#### What is needed:
The answer should contain each record below, repeated exactly.

#### Records excerpted from a collection:
- Opening Delimiter -

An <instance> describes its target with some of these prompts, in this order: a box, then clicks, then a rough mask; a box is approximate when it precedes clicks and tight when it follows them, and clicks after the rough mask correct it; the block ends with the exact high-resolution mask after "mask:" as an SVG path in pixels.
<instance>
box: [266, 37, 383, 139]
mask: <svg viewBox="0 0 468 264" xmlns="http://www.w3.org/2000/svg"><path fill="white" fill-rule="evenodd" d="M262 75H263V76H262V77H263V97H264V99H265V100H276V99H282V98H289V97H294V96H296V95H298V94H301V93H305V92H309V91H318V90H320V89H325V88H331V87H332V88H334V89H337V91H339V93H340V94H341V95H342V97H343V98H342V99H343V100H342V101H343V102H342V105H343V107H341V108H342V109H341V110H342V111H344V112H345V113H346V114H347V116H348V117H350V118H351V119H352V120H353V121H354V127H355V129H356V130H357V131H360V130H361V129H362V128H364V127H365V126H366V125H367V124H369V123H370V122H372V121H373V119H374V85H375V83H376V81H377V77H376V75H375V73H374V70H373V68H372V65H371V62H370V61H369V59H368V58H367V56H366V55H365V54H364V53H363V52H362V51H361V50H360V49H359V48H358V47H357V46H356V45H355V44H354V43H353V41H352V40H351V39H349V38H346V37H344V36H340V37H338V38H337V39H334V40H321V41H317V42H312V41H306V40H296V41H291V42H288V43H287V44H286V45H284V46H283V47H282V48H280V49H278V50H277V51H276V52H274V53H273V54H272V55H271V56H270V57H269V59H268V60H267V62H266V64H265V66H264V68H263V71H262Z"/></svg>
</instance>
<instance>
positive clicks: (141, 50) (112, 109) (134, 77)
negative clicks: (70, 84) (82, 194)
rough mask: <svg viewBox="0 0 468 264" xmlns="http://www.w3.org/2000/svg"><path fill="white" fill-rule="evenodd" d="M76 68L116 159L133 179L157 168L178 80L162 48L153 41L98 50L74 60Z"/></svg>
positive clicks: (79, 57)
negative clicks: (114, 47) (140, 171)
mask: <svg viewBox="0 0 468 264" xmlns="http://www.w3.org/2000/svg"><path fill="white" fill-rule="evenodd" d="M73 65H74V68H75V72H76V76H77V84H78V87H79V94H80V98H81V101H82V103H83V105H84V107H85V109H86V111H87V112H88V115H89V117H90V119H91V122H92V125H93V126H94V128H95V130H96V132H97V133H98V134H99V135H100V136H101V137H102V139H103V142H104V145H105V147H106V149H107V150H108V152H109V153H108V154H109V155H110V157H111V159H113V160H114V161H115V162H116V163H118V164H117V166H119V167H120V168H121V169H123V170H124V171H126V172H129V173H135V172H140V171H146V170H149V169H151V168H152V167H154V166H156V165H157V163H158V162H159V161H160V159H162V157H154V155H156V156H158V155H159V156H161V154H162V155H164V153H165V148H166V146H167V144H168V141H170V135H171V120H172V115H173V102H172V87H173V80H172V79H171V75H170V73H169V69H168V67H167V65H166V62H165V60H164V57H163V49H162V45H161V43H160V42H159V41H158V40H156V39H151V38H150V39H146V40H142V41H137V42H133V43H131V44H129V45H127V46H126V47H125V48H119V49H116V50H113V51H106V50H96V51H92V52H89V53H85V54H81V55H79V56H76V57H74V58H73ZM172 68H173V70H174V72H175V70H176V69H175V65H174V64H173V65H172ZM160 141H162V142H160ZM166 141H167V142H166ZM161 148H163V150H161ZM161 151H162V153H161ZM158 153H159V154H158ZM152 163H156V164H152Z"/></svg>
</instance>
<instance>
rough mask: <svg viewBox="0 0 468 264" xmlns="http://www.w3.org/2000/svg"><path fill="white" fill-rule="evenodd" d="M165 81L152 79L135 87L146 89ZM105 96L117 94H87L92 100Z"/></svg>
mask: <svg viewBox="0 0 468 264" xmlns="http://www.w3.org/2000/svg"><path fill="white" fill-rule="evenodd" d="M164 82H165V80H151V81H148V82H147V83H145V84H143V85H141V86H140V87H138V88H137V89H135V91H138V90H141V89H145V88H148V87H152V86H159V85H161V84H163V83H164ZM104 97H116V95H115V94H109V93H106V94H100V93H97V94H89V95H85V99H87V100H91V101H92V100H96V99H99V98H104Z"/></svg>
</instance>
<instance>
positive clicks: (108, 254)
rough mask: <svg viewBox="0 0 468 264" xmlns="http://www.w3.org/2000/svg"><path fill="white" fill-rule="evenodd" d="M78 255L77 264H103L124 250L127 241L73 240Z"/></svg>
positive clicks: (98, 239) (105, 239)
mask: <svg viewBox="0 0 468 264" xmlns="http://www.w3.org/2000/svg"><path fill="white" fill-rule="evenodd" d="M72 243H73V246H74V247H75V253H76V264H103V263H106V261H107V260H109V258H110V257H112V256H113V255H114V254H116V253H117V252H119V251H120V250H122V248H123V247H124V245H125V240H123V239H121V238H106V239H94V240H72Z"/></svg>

- Closing Delimiter -

#### Exercise answer:
An <instance> describes its target with some of these prompts, in this order: a box, then clicks, then a rough mask; a box is approximate when it precedes clicks and tight when it follows them, and clicks after the rough mask correct it; the block ends with the exact high-resolution mask after "mask:" as an SVG path in pixels.
<instance>
box: [266, 37, 383, 139]
mask: <svg viewBox="0 0 468 264" xmlns="http://www.w3.org/2000/svg"><path fill="white" fill-rule="evenodd" d="M262 75H263V76H262V77H263V97H264V99H265V100H276V99H282V98H289V97H294V96H296V95H298V94H301V93H305V92H309V91H318V90H320V89H325V88H331V87H332V88H334V89H337V91H339V93H340V94H341V95H342V97H343V98H342V99H343V100H342V101H343V102H342V105H343V107H341V108H342V109H341V110H342V111H344V112H345V113H346V114H347V116H348V117H350V118H351V119H352V120H353V121H354V127H355V129H356V130H357V131H360V130H361V129H362V128H364V127H365V126H366V125H367V124H369V123H370V122H372V121H373V119H374V85H375V83H376V81H377V77H376V75H375V73H374V70H373V68H372V65H371V62H370V61H369V59H368V58H367V56H366V55H365V54H364V53H363V52H362V51H361V50H360V49H359V48H358V47H357V46H356V45H355V44H354V43H353V41H352V40H351V39H349V38H346V37H344V36H340V37H338V38H337V39H334V40H321V41H317V42H312V41H306V40H296V41H291V42H288V43H287V44H286V45H284V46H283V47H282V48H280V49H278V50H277V51H276V52H274V53H273V54H272V55H271V56H270V57H269V59H268V60H267V62H266V64H265V66H264V68H263V71H262Z"/></svg>
</instance>
<instance>
positive clicks: (141, 50) (112, 109) (134, 77)
negative clicks: (70, 84) (82, 194)
rough mask: <svg viewBox="0 0 468 264" xmlns="http://www.w3.org/2000/svg"><path fill="white" fill-rule="evenodd" d="M76 68L116 159L133 179L157 168L178 80L162 48L153 41L98 50L74 60Z"/></svg>
positive clicks: (79, 57)
negative clicks: (114, 47) (140, 171)
mask: <svg viewBox="0 0 468 264" xmlns="http://www.w3.org/2000/svg"><path fill="white" fill-rule="evenodd" d="M73 65H74V68H75V72H76V76H77V84H78V87H79V94H80V98H81V101H82V103H83V105H84V107H85V109H86V111H87V112H88V115H89V117H90V119H91V122H92V125H93V126H94V128H95V130H96V132H97V133H98V134H99V135H100V136H101V137H102V139H103V142H104V145H105V147H106V149H107V150H108V152H109V153H108V154H109V155H110V157H111V159H113V160H114V161H115V162H116V163H118V164H117V166H119V167H120V168H121V169H123V170H124V171H126V172H129V173H135V172H140V171H146V170H149V169H151V168H152V167H154V166H156V165H157V163H158V162H159V161H160V159H162V157H154V155H156V156H158V155H159V156H161V154H162V155H164V153H165V148H166V146H167V144H168V141H170V135H171V120H172V115H173V102H172V87H173V80H172V79H171V75H170V73H169V69H168V67H167V65H166V62H165V60H164V57H163V49H162V45H161V43H160V42H159V41H158V40H156V39H151V38H150V39H146V40H142V41H137V42H133V43H131V44H129V45H127V46H126V47H125V48H119V49H116V50H113V51H106V50H96V51H92V52H89V53H85V54H81V55H79V56H76V57H74V58H73ZM172 68H173V70H174V72H175V70H176V69H175V65H174V64H173V65H172ZM160 141H162V142H160ZM166 141H167V142H166ZM161 148H163V150H161ZM161 151H162V153H161ZM158 153H159V154H158ZM152 163H156V164H152Z"/></svg>
</instance>
<instance>
rough mask: <svg viewBox="0 0 468 264" xmlns="http://www.w3.org/2000/svg"><path fill="white" fill-rule="evenodd" d="M165 81L152 79L135 87L146 89ZM105 96L117 94H87L92 100Z"/></svg>
mask: <svg viewBox="0 0 468 264" xmlns="http://www.w3.org/2000/svg"><path fill="white" fill-rule="evenodd" d="M164 82H165V80H151V81H148V82H147V83H145V84H143V85H141V86H140V87H138V88H137V89H135V91H138V90H141V89H145V88H148V87H152V86H159V85H161V84H163V83H164ZM104 97H116V95H115V94H109V93H106V94H100V93H97V94H89V95H85V99H87V100H91V101H92V100H96V99H99V98H104Z"/></svg>
</instance>
<instance>
positive clicks: (108, 254)
rough mask: <svg viewBox="0 0 468 264" xmlns="http://www.w3.org/2000/svg"><path fill="white" fill-rule="evenodd" d="M78 255L77 264H103L124 250L127 241L73 240Z"/></svg>
positive clicks: (98, 239) (105, 239)
mask: <svg viewBox="0 0 468 264" xmlns="http://www.w3.org/2000/svg"><path fill="white" fill-rule="evenodd" d="M72 243H73V246H74V247H75V253H76V264H103V263H106V261H107V260H109V258H110V257H112V256H113V255H114V254H116V253H117V252H119V251H120V250H122V248H123V247H124V245H125V240H123V239H121V238H106V239H94V240H72Z"/></svg>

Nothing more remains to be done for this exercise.